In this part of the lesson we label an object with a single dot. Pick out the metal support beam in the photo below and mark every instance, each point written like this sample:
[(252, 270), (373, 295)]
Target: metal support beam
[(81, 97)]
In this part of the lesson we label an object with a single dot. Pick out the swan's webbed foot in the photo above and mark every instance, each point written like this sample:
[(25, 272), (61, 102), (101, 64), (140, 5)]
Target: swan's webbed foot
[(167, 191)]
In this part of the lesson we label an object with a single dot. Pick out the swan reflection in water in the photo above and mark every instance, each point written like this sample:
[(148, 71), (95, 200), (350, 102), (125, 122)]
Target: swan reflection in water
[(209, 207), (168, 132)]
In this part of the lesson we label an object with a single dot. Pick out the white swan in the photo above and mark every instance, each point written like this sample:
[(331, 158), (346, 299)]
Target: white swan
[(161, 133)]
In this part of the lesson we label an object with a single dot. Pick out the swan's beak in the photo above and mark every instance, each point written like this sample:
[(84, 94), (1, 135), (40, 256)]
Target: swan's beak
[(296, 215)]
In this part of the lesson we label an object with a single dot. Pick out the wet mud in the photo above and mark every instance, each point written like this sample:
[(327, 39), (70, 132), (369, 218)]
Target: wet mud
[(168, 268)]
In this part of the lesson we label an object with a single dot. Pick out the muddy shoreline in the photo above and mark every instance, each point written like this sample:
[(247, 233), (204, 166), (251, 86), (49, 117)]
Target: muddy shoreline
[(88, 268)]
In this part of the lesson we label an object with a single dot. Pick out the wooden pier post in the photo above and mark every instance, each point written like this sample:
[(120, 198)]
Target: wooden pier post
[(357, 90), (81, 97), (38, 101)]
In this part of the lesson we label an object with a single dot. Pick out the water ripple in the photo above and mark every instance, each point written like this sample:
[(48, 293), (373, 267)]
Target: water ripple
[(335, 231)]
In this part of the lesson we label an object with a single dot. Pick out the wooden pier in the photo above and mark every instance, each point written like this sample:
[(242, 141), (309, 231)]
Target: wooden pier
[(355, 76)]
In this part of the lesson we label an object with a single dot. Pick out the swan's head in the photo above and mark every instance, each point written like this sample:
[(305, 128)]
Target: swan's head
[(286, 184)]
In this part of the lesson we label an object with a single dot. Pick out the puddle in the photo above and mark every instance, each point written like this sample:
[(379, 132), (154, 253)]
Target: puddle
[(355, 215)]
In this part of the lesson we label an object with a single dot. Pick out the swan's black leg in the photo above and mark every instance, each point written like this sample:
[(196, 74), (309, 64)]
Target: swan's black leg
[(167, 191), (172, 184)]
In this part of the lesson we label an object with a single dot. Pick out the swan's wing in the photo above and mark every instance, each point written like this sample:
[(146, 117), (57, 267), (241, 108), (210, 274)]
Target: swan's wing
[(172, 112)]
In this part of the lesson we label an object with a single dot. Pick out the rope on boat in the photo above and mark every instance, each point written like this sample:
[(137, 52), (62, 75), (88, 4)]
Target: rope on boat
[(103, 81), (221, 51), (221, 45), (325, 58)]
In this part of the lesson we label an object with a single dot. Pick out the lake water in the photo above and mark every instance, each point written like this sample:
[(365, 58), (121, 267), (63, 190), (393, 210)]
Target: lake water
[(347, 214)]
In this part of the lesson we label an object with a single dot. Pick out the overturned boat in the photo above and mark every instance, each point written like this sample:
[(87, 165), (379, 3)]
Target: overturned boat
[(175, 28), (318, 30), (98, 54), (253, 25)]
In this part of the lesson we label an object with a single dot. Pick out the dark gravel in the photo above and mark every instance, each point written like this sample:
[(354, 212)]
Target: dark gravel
•••••
■ Work task
The answer is the data above, retyped exactly in full.

■ Exercise output
In this part of the lesson we label an object with a single dot. Pick out the metal support beam in the photo below and mark every instance, each point written like this sample:
[(252, 270), (373, 295)]
Target: metal support beam
[(81, 97)]
In this part of the lesson we label an object with a single dot. Pick out the swan's webbed foot in the photo above and mark every instance, each point written like this sample:
[(25, 272), (61, 102), (101, 64), (140, 5)]
Target: swan's webbed foot
[(167, 191)]
In this part of the lesson we label an object with a single dot. Pick out the swan reflection in water in the photo above and mark every instance, each point written like this sample:
[(148, 71), (95, 200), (350, 102), (125, 122)]
Target: swan reflection in water
[(209, 207), (168, 132)]
In this part of the lesson we label an object with a single dot. Pick out the white swan in the photo above and mark every instance, each point written like this sample:
[(331, 158), (346, 299)]
Target: white swan
[(161, 133)]
In this part of the lesson we label an object with a single dot. Pick out the swan's beak in the photo above and mark every instance, each point written like this sample:
[(84, 94), (1, 135), (40, 256)]
Target: swan's beak
[(296, 215)]
In this part of the lesson we label an object with a single dot. Pick out the wet mud in the photo above and mark every instance, each point written like this sample:
[(327, 39), (70, 132), (369, 218)]
Target: wet mud
[(168, 268)]
In this part of the lesson we label an object with a single dot. Pick out the muddy shoreline in the photo above and mark every instance, each point written like this sample:
[(247, 233), (204, 166), (251, 86), (49, 117)]
Target: muddy shoreline
[(88, 268)]
In this part of the lesson we label an object with a single dot. Pick out the wooden pier post in the photo above and mark every instance, each point written like this sample:
[(120, 198)]
Target: wooden pier post
[(357, 90), (81, 97), (38, 101)]
In this part of the lesson we label an object with a single dot. Pick out the water ripple in the photo above and mark every instance, each point written like this sample:
[(48, 293), (373, 267)]
Target: water ripple
[(335, 231)]
In this part of the lesson we label an object with a single dot. Pick out the wooden pier in the photo above and mark every instance, each point written like this sample:
[(242, 141), (309, 231)]
Target: wooden pier
[(355, 76)]
In this part of the lesson we label an object with a single dot. Pick out the swan's head in the photo above and mark every instance, each point written like this sample:
[(305, 128)]
Target: swan's head
[(286, 184)]
In this part of the lesson we label an object with a single dot. Pick out the puddle in the photo above and mark every instance, each point written like this sample:
[(379, 132), (154, 253)]
Target: puddle
[(355, 215)]
In this part of the lesson we label an object with a single dot. Pick out the swan's black leg in the photo above and mark every instance, each point written like this sample:
[(196, 74), (309, 64)]
Target: swan's black leg
[(167, 191), (172, 184)]
In this part of the lesson we label an object with a single dot. Pick out the swan's wing in the photo above and mark every instance, each point written like this sample:
[(146, 117), (57, 267), (241, 108), (210, 274)]
Target: swan's wing
[(172, 112)]
In this part of the lesson we label an object with a single dot. Pick out the rope on boat in the photo above and mark every instance, each point written like this sample:
[(137, 52), (62, 75), (88, 4)]
Target: rope on boat
[(103, 81), (221, 51), (221, 45), (325, 58)]
In this part of the lesson we label an object with a single dot. Pick out the lake water in the photo above and mark every instance, each point written like this sample:
[(365, 58), (121, 267), (63, 190), (393, 210)]
Target: lake water
[(347, 214)]
In this part of the lesson we label an object with a single dot. Pick out the overturned boat in the photo above and mark every instance, each point written like this sample:
[(87, 165), (379, 3)]
Target: overturned boat
[(175, 28), (318, 30), (98, 54), (253, 25)]
In this part of the lesson we label an object with a single dot. Pick out the dark gravel in the photo above and mark every instance, each point written like this sample:
[(354, 212)]
Target: dark gravel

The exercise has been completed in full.